◆ **Required work**
Count the lines in the data below that contain the string "mask". Reply with that number only.

Contour annotation records:
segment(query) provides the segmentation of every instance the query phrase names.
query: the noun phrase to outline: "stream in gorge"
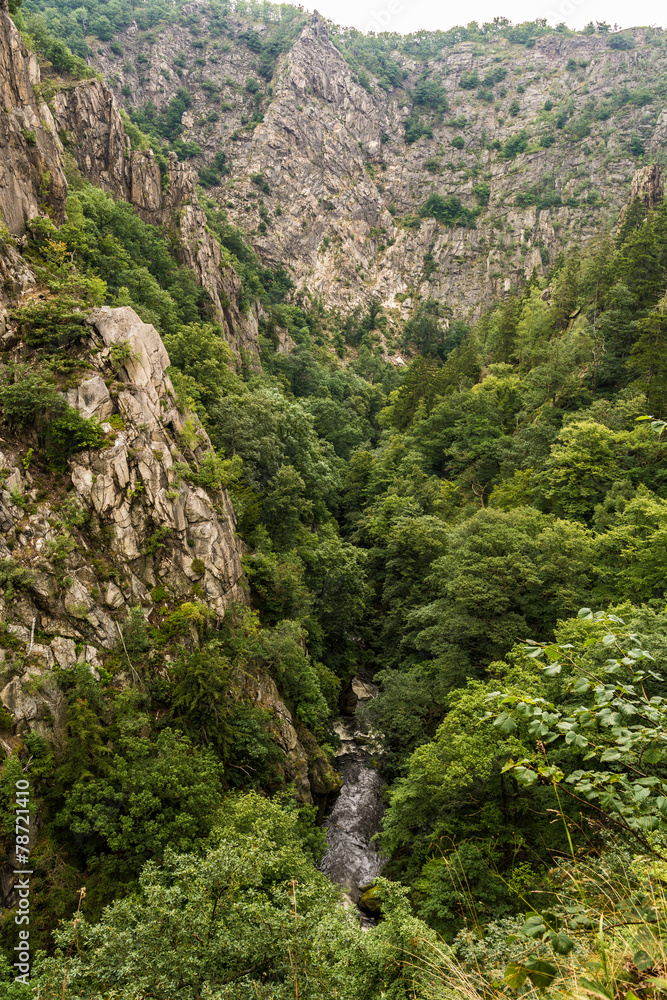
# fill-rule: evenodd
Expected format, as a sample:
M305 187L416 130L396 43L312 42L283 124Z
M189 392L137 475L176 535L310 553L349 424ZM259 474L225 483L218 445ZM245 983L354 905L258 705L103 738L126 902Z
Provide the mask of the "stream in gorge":
M378 692L376 684L352 679L352 691L358 698L356 712ZM355 711L353 709L353 711ZM350 907L356 906L362 887L368 886L382 869L385 859L371 838L380 829L384 811L382 778L373 760L378 750L373 734L364 732L357 714L341 715L334 728L341 748L336 754L336 768L343 785L331 812L322 823L328 850L320 864L332 882L342 886ZM361 915L362 926L375 923Z

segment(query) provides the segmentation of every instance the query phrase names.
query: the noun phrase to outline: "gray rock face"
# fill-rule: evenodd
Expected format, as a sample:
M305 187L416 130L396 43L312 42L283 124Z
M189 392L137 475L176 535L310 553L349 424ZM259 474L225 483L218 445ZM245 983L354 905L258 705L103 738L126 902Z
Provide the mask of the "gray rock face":
M261 77L258 56L243 41L248 23L229 14L223 44L213 40L207 8L195 3L188 9L196 11L199 37L206 39L205 68L197 65L201 51L193 50L183 24L164 27L152 45L128 30L120 39L125 57L148 60L132 76L128 103L151 100L161 109L185 86L193 103L183 138L203 150L195 164L210 163L222 149L231 167L213 189L218 202L265 262L283 264L299 288L344 313L377 297L399 321L430 296L447 303L456 318L474 318L533 268L543 273L568 245L580 246L601 226L616 224L635 170L632 136L649 156L667 141L661 32L654 38L633 29L629 51L609 48L608 36L599 34L545 35L531 48L504 38L480 46L460 42L420 59L395 51L403 84L385 92L369 74L369 92L327 24L313 15L278 60L271 94L262 84L263 121L253 127L245 83L253 75L261 83ZM101 48L95 63L116 75L120 88L126 81L118 61L108 44ZM171 68L179 53L185 65L167 80L160 70ZM505 78L490 89L461 87L466 72L476 70L483 81L499 69ZM410 92L422 75L445 92L449 111L443 115L413 104ZM623 88L634 97L609 111ZM565 123L559 125L561 110ZM211 121L212 111L217 120ZM405 123L413 113L432 136L407 143ZM523 130L527 146L516 157L492 148ZM548 135L553 144L542 145ZM456 136L462 149L452 145ZM268 192L252 182L258 173ZM419 219L434 192L475 208L473 188L480 182L488 185L489 203L475 229ZM562 204L526 204L535 185L555 192Z
M186 596L197 579L206 603L222 614L232 601L243 599L241 543L234 534L232 506L225 492L211 498L201 487L179 481L175 468L175 459L182 463L188 457L196 466L211 448L208 436L194 415L180 413L175 405L166 374L169 357L154 327L129 307L99 309L89 322L102 369L113 345L126 348L125 381L112 403L96 376L76 390L76 402L84 412L103 418L112 415L111 408L124 429L115 433L111 447L73 457L76 492L112 529L119 560L132 567L144 586L165 580L175 594ZM182 451L179 439L186 423L197 443ZM146 553L155 525L165 537L159 566ZM203 564L203 572L193 571L193 563ZM108 594L118 606L117 589ZM104 620L106 613L100 614Z
M0 223L18 236L47 208L61 221L67 197L62 147L49 108L35 95L36 83L37 62L0 8Z
M114 96L100 80L86 80L53 98L58 129L66 137L82 173L93 184L128 201L153 225L178 237L181 263L206 289L215 319L236 356L257 355L259 313L239 309L241 282L223 260L195 190L195 175L176 155L169 157L169 183L162 187L152 150L132 150Z

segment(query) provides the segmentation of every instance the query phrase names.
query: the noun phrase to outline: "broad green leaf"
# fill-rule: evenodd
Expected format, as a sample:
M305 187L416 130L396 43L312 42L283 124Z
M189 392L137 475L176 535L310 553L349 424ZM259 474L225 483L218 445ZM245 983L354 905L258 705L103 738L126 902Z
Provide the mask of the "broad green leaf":
M505 969L505 982L511 990L519 990L528 978L528 970L518 962L510 962Z
M526 937L539 937L546 931L546 924L541 913L533 913L524 922L521 933Z
M557 955L569 955L574 948L574 941L565 931L558 931L558 934L552 934L549 940L551 941L551 947Z
M545 962L540 958L535 958L534 955L526 959L526 968L528 969L528 976L531 983L538 990L545 990L548 986L551 986L558 975L558 969L555 965L552 965L551 962Z
M635 967L639 969L640 972L645 972L646 969L651 969L655 965L651 956L645 952L643 948L640 948L639 951L634 953L632 961L635 963Z
M584 989L587 993L592 993L593 996L602 997L603 1000L614 1000L613 996L602 983L596 982L594 979L580 979L577 985Z

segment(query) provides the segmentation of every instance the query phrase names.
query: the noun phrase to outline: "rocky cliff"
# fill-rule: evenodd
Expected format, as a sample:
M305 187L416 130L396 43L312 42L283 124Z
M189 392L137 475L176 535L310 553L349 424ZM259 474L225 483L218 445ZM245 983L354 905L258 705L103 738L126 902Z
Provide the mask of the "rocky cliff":
M239 308L240 280L223 261L220 246L208 229L197 200L191 169L169 160L162 183L150 150L132 150L112 92L101 80L77 83L50 81L48 103L37 96L40 67L28 53L5 11L0 11L0 224L21 236L29 219L64 218L67 181L63 142L84 177L130 202L142 218L174 231L181 262L191 267L211 300L212 317L223 327L230 346L241 357L258 352L259 310ZM22 265L7 257L3 268L12 288L21 284ZM11 271L11 273L10 273ZM11 289L10 296L11 298ZM0 314L3 314L0 298Z
M90 370L67 401L101 422L104 445L78 452L54 478L31 463L34 436L5 434L2 442L0 740L7 747L27 731L63 743L67 706L54 667L85 662L97 672L124 650L123 630L138 611L157 629L170 628L176 615L183 641L196 644L201 622L247 600L229 496L193 483L211 445L198 418L177 404L158 334L130 308L105 307L88 322ZM5 346L22 353L12 336L10 328ZM133 680L126 651L122 662L117 685ZM250 666L236 686L239 698L268 713L282 772L299 797L312 802L336 789L326 757L297 730L274 681Z
M185 88L195 164L223 150L231 168L219 203L266 262L343 311L378 297L400 318L431 296L477 315L615 225L641 150L659 160L667 137L660 31L627 32L615 48L609 35L558 33L531 47L459 42L427 58L397 46L396 86L362 80L334 44L340 30L318 15L267 83L253 32L261 42L269 29L234 15L221 24L193 3L161 30L133 25L94 62L135 109L159 112ZM424 82L448 110L418 103ZM434 192L481 207L475 228L420 219Z
M63 218L67 181L53 116L39 100L37 59L0 4L0 225L22 233L27 219Z
M240 358L256 355L259 310L239 308L240 280L224 263L208 229L191 168L169 157L163 184L151 150L133 150L112 92L101 80L56 91L51 101L59 134L83 175L134 205L144 221L173 230L181 263L192 268L211 299L212 315Z

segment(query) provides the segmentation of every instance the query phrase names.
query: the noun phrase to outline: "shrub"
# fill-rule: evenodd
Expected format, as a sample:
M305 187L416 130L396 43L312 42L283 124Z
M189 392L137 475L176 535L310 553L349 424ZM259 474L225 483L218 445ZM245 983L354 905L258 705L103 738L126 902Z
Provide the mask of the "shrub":
M61 468L74 452L98 448L104 432L94 418L82 417L57 391L53 379L28 365L14 365L0 385L0 406L17 427L35 427L49 462Z
M474 225L475 213L455 195L432 194L419 209L422 218L436 219L445 226Z
M469 73L462 73L459 80L459 87L462 90L474 90L479 87L479 74L476 69Z
M634 49L635 43L629 35L612 35L609 39L609 48L618 49L624 51L627 49Z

◆ **Exercise answer**
5